:: Records provided ::
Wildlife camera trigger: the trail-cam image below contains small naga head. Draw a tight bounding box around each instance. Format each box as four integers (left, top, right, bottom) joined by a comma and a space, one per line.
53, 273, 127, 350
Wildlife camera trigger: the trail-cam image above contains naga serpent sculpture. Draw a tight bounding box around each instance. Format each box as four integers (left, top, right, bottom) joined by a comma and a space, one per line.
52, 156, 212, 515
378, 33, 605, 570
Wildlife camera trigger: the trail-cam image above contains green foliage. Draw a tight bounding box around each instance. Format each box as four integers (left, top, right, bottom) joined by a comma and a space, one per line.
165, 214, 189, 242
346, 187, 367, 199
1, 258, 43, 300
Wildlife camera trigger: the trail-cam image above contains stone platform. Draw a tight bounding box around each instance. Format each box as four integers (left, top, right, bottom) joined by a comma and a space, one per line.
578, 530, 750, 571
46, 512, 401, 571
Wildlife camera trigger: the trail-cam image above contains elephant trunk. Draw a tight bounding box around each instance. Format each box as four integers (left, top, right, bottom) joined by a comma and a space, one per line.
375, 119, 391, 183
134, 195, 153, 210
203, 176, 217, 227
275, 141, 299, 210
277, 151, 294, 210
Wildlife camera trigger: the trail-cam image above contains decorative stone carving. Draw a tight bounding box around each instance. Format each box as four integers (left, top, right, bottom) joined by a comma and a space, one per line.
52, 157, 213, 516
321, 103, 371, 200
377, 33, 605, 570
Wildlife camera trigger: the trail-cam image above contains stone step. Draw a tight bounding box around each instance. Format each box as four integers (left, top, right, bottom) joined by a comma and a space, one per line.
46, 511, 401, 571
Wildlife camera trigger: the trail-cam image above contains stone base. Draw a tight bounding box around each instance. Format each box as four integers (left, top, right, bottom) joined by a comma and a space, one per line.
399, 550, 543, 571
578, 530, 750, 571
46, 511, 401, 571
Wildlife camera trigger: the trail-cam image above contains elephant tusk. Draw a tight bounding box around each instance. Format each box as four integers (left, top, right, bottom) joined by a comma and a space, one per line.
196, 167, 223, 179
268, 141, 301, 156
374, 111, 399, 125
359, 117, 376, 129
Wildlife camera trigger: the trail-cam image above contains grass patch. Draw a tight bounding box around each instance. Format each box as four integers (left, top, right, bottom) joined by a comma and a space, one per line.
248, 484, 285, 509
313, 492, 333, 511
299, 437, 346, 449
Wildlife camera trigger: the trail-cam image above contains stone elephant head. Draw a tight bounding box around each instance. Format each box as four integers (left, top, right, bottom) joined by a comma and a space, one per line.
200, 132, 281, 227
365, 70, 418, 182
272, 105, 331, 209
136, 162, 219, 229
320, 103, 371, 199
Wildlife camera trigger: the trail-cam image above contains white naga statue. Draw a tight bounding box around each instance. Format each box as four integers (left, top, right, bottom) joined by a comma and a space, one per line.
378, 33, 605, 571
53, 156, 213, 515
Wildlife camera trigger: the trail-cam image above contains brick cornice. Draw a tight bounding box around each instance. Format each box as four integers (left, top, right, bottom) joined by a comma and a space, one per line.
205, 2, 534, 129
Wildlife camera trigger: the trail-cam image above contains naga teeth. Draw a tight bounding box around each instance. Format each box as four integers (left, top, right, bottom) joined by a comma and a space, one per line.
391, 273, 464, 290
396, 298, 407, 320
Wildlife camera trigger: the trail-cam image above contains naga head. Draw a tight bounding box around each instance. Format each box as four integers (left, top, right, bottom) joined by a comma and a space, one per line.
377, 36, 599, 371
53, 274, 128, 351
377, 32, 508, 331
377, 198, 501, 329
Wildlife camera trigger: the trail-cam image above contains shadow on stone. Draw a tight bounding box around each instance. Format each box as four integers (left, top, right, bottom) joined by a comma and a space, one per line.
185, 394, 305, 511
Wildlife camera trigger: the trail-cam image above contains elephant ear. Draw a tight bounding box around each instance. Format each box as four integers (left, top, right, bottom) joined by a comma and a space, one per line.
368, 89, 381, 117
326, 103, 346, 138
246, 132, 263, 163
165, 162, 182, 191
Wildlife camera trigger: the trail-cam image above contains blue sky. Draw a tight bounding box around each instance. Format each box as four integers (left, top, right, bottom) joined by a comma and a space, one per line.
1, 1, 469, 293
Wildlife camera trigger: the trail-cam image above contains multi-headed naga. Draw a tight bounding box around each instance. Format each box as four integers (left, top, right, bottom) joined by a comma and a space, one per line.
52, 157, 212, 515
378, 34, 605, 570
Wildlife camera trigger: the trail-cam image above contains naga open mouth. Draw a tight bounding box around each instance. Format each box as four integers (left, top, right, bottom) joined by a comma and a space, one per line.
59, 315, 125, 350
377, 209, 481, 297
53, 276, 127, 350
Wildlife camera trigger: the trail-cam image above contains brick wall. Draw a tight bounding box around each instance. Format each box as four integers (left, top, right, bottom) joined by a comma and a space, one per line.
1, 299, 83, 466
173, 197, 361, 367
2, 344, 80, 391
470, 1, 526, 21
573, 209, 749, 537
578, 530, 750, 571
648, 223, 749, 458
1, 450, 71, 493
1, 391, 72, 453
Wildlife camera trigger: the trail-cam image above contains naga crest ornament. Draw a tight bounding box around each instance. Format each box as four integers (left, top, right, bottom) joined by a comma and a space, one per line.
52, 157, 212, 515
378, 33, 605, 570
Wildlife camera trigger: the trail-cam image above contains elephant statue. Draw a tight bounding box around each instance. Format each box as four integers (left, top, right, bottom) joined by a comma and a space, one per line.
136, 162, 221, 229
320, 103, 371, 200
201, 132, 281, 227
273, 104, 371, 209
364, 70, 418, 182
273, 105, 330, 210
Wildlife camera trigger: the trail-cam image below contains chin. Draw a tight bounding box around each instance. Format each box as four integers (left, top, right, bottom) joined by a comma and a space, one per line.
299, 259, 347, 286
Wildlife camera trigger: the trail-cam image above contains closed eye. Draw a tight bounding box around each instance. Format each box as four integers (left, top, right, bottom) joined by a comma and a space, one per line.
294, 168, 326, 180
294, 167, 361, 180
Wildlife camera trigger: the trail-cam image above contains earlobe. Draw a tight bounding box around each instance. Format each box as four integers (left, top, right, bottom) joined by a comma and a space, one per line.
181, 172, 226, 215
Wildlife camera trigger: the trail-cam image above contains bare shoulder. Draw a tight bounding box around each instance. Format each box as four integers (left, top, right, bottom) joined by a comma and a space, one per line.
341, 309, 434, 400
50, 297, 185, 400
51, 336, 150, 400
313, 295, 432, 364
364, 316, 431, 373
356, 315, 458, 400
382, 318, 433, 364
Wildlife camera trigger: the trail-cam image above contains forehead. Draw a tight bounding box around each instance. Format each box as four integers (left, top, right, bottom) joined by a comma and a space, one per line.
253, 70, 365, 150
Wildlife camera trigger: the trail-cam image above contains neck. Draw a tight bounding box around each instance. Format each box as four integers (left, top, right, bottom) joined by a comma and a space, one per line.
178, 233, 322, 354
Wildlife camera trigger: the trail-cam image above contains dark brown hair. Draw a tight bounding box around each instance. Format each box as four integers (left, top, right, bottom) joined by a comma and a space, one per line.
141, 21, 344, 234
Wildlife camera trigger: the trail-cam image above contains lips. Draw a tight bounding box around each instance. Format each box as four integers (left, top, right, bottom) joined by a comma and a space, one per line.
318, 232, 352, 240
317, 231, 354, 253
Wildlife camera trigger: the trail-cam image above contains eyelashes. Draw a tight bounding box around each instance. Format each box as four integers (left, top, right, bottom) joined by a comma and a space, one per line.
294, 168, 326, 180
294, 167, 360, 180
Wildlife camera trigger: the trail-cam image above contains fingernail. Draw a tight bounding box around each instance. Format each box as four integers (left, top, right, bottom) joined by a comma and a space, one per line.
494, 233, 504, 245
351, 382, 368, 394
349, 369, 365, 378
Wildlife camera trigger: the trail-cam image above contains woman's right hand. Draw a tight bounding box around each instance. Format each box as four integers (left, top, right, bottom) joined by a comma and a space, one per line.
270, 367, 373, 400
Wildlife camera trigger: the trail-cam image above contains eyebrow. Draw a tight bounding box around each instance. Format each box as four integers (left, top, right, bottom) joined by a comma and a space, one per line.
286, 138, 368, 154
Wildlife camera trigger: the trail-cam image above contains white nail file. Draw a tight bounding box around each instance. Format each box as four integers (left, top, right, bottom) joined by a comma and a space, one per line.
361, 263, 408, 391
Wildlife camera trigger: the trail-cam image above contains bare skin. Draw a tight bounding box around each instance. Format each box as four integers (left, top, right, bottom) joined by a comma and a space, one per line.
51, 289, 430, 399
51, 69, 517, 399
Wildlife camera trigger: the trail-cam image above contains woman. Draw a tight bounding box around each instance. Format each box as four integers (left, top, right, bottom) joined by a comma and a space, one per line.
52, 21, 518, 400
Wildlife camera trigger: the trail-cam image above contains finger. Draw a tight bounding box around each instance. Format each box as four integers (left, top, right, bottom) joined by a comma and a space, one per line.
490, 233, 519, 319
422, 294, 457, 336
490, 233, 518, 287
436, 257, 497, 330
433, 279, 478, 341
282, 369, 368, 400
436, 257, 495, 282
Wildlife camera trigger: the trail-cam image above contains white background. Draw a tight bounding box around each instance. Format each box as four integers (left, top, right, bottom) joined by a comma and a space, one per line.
:::
Exactly the lines from the one containing "above contains finger." to the final line of the data, both included, should be printed, and nothing more.

| Answer section |
Wildlife camera trigger: the trail-cam image above contains finger. Draw a tight bounding box around each instance. Format each box as four integers (left, top, right, bottom) joined by a comma and a space, one per line.
490, 233, 519, 319
422, 294, 457, 336
490, 233, 518, 287
436, 257, 497, 330
433, 279, 478, 341
282, 369, 368, 400
436, 257, 495, 282
Wildlife camera trigger: the trail-cam image above contains white background. Draw a tight bounding box around each instance. Format each box as four integers (left, top, right, bottom) joined by a comma and a space, one per line.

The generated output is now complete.